Testo proposto:
Si tratta di un vero e proprio viaggio iniziatico verso la consapevolezza non priva di spunti critici verso una realtà egoistica e sgomitante di fronte alla quale il poeta si pone come osservatore e nello stesso tempo uomo che vive.
Lo sguardo lucido dell’autore si allunga dall’io al fenomeno esterno, in modo che l’intimismo sia ampiamente superato a favore di un “oltre” dalla visuale poliedrica. E proprio questo superamento dell’inanità del sé fine a se stesso, dà forza e vigore all’intera raccolta che dal solipsismo e dalle sensazioni individuali e soggettive, migra efficacemente e con coraggio artistico verso il giusto disincanto e la critica del mondo così com’è, ossia imperfetto, falso, frammentato, anche talvolta ridicolo nelle sue manifestazioni.

Estratti dei dati:
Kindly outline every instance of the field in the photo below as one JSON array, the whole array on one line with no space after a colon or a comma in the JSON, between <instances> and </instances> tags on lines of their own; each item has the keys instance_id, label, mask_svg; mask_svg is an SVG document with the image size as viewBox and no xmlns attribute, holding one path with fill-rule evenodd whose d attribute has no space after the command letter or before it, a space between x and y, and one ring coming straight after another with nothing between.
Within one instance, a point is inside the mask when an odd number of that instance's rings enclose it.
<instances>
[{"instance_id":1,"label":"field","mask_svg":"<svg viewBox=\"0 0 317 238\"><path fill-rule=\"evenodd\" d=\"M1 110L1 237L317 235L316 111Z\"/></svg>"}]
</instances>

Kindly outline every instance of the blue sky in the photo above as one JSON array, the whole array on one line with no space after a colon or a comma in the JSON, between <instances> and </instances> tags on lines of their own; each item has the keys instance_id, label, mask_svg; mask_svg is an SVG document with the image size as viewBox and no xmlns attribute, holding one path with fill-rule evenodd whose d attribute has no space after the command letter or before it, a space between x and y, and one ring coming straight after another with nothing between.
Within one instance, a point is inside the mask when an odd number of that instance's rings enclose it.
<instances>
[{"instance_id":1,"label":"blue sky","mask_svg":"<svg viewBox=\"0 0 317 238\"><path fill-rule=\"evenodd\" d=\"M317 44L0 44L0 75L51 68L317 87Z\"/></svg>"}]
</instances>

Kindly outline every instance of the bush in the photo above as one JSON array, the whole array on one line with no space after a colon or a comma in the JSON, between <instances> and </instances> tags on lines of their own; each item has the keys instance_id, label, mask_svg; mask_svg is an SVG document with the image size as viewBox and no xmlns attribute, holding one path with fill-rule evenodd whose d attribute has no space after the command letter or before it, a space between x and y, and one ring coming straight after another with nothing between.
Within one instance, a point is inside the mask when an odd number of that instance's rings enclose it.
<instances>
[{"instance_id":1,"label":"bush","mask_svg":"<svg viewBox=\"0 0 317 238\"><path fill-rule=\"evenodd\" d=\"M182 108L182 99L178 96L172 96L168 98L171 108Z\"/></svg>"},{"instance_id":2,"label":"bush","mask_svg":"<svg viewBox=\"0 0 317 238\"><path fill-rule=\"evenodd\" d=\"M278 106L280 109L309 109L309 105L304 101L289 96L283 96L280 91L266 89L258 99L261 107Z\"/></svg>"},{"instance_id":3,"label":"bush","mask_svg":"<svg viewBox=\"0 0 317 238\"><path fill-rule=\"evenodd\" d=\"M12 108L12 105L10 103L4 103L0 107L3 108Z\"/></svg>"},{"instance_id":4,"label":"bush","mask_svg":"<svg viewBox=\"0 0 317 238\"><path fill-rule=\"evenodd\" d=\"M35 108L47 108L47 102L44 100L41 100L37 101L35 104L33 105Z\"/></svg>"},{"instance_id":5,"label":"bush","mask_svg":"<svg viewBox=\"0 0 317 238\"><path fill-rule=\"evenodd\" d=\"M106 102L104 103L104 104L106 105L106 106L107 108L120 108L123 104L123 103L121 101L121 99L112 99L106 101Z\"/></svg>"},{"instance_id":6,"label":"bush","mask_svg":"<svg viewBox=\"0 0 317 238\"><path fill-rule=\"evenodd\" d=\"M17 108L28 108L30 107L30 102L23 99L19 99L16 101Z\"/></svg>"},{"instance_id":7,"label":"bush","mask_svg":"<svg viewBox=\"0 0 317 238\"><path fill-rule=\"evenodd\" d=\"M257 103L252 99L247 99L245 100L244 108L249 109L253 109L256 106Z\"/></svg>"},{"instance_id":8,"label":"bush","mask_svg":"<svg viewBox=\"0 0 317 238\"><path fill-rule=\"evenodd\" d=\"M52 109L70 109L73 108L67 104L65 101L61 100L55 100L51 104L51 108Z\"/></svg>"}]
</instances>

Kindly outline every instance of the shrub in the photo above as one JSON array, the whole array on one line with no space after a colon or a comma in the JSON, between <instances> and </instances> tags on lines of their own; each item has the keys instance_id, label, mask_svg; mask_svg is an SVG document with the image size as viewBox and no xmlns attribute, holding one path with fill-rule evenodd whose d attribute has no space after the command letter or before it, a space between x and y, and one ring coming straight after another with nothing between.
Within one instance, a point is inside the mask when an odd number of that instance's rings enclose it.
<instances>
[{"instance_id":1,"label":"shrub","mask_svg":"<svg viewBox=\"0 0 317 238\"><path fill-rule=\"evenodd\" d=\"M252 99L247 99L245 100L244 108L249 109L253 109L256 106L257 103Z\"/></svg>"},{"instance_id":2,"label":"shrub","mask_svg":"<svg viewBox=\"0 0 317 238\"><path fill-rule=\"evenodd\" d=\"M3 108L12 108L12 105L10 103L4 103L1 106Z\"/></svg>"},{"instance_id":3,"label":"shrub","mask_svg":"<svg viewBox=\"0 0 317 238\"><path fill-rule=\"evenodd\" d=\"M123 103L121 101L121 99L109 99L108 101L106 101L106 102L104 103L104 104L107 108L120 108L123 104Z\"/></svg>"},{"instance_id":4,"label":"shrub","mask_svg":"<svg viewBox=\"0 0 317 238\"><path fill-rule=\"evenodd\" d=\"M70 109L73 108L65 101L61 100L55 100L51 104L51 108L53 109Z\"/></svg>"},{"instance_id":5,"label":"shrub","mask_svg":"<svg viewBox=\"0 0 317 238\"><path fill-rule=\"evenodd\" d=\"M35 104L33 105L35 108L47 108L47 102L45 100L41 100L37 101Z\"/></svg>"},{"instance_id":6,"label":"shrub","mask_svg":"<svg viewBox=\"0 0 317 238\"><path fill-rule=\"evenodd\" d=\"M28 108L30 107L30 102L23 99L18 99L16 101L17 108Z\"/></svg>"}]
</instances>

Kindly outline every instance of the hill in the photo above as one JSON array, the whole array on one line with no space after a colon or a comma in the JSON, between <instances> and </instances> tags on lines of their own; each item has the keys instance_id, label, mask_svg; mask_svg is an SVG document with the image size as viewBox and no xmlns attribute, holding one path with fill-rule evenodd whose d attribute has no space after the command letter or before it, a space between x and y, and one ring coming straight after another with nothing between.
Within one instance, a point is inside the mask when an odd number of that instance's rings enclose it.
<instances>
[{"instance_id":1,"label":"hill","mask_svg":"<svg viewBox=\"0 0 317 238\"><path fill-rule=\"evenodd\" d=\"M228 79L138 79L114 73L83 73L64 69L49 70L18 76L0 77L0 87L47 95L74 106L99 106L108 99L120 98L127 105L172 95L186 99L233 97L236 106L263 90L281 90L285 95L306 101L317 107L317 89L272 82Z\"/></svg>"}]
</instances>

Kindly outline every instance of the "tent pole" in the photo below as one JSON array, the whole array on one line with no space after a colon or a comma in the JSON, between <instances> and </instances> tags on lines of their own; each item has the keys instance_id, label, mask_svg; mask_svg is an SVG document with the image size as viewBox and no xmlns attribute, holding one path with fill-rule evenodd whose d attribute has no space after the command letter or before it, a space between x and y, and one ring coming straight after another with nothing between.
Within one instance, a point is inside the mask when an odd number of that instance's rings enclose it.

Attività:
1 – Secondo il testo proposto, come viene definita la realtà di fronte alla quale il poeta si pone come osservatore?
2 – Riscrivi in forma più breve il paragrafo del testo proposto che comincia con "Lo sguardo lucido dell'autore", mantenendone le informazioni principali.
3 – Trascrivi dal testo proposto il brano che va da "Si tratta di" fino a "nelle sue manifestazioni." compreso.

Soluzioni degli esercizi:
1 – È una realtà egoistica e sgomitante.

2 – Lo sguardo dell'autore va dall'io al fenomeno esterno e supera l'intimismo a favore di un "oltre" dalla visuale poliedrica. Questo superamento dà forza all'intera raccolta. La raccolta passa dal solipsismo e dalle sensazioni soggettive al disincanto e alla critica del mondo così com'è: imperfetto, falso, frammentato e talvolta ridicolo.

3 –
Si tratta di un vero e proprio viaggio iniziatico verso la consapevolezza non priva di spunti critici verso una realtà egoistica e sgomitante di fronte alla quale il poeta si pone come osservatore e nello stesso tempo uomo che vive.
Lo sguardo lucido dell’autore si allunga dall’io al fenomeno esterno, in modo che l’intimismo sia ampiamente superato a favore di un “oltre” dalla visuale poliedrica. E proprio questo superamento dell’inanità del sé fine a se stesso, dà forza e vigore all’intera raccolta che dal solipsismo e dalle sensazioni individuali e soggettive, migra efficacemente e con coraggio artistico verso il giusto disincanto e la critica del mondo così com’è, ossia imperfetto, falso, frammentato, anche talvolta ridicolo nelle sue manifestazioni.